ROWS>
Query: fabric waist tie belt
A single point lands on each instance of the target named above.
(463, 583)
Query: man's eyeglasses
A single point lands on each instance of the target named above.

WHAT YOU WILL DO>
Copy each line of the records above, leaving every word, number, and punctuation mark unchanged.

WRITTEN RESPONSE>
Query: fabric waist tie belt
A single point lands on each instance of the target named above.
(463, 583)
Query: man's eyeglasses
A single point lands on each instance of the target named above.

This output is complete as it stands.